### [Excerpted passage]
[start]
Government geologist,...recently retired from the rock collection and map selling room,...$60,000 canuck buck a year inflation adjusted pension with benefits including survivor benefit. Will now sell his big home in Ottawa for $600,000 and retire to the small cottage on the river,...also worth almost $600,000 and travel the world (which he's already been doing for decades on the government ticket) and live the life of Conrad Black (pre trial) until the Government's idea of inflation (core without all the costs that go up year over year)that his pension is tied to comes back to bite him in the arse (if he lives that long)

Principles?,...you sure? :-)



To: E. Charters who wrote (44784)7/13/2007 7:24:54 PM
From: LoneClone  Read Replies (1) | Respond to of 78416
 
It’s amazing to me how people stereotype civil servants as lazy. Having grown up in a government town, I know and have worked with quite a few, and they work just as hard, if not harder, than the people I know who work in the private sector.

There are reasons why bureaucracies work, and/or fail to work, the way they do. People often mistake the strictures of working in a bureaucracy for laziness on behalf of the workers. This failing is especially true for die-hard individualists, who seem unable to grasp this, probably because they are the last people who would ever want to work in a bureaucracy.

But if you are interesting in learning more about this topic, I would recommend starting with the brilliant insights of Max Weber and moving forward from there through studies in organizational communication and sociology.

The bureaucratic method of operation is a very powerful tool, and like all powerful tools, its use both confer great benefits and, sometimes at the same time, can be very detrimental.
[end]
### [Job 1]
In the listing below, print again every line from the line with "Mark every instance of the woman" to the last line of the listing, inclusive, without the pictures.

### [Source records]
[start]
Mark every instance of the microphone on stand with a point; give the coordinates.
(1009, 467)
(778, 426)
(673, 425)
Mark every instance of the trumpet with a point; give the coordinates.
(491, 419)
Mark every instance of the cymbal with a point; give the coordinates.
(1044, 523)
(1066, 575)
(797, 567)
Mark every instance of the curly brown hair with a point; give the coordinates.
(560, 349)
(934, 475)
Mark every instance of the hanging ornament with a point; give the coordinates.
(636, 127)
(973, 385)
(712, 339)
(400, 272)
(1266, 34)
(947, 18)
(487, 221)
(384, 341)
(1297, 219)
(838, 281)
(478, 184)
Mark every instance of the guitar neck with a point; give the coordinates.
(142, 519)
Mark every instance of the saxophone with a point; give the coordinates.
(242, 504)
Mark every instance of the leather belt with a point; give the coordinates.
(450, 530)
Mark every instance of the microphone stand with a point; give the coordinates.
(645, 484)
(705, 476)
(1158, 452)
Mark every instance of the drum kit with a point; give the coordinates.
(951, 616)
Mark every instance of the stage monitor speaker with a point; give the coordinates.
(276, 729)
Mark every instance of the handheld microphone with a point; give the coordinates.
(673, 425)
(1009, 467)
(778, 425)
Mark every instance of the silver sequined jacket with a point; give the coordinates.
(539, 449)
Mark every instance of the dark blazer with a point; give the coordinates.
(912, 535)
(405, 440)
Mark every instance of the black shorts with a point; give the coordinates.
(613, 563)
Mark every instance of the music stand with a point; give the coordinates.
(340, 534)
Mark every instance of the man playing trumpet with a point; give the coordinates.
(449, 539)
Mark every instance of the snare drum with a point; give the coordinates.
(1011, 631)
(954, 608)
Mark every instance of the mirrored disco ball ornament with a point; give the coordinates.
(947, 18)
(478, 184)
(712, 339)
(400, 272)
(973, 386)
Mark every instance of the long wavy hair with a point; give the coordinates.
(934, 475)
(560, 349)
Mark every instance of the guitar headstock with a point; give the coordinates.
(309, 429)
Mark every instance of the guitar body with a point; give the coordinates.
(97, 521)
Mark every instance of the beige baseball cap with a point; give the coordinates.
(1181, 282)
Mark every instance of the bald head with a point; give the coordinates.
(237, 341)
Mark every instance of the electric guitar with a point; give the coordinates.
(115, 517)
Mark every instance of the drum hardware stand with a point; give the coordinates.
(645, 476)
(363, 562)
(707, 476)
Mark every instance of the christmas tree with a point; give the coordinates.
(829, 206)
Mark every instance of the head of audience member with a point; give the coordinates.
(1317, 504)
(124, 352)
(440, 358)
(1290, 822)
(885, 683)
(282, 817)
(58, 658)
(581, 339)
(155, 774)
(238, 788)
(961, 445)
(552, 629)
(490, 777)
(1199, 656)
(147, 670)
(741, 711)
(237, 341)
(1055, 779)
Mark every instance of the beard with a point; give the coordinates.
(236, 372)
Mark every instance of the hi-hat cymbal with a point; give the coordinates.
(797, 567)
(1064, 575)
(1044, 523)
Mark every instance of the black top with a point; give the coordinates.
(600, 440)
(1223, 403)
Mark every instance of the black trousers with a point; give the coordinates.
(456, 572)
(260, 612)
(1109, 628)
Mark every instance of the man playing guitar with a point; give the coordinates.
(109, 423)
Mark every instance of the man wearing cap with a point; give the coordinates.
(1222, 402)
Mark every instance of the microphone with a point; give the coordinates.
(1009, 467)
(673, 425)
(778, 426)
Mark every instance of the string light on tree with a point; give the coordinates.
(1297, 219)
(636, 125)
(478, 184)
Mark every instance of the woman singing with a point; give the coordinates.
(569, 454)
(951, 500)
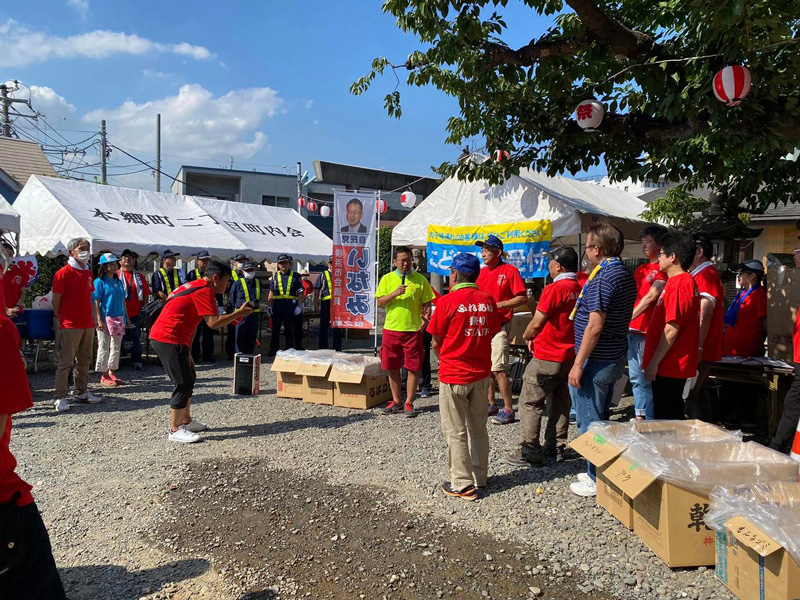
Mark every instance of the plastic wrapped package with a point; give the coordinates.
[end]
### [Job 2]
From the forum post about civil servants, output the words from "There are reasons" to "communication and sociology." verbatim.

### [Finished answer 1]
Mark every instance of the woman singing with a point; give the coordinates.
(569, 454)
(951, 500)
Mark every instance of the plastic wrapped package with a point; give the coordinates.

### [Finished answer 2]
There are reasons why bureaucracies work, and/or fail to work, the way they do. People often mistake the strictures of working in a bureaucracy for laziness on behalf of the workers. This failing is especially true for die-hard individualists, who seem unable to grasp this, probably because they are the last people who would ever want to work in a bureaucracy.

But if you are interesting in learning more about this topic, I would recommend starting with the brilliant insights of Max Weber and moving forward from there through studies in organizational communication and sociology.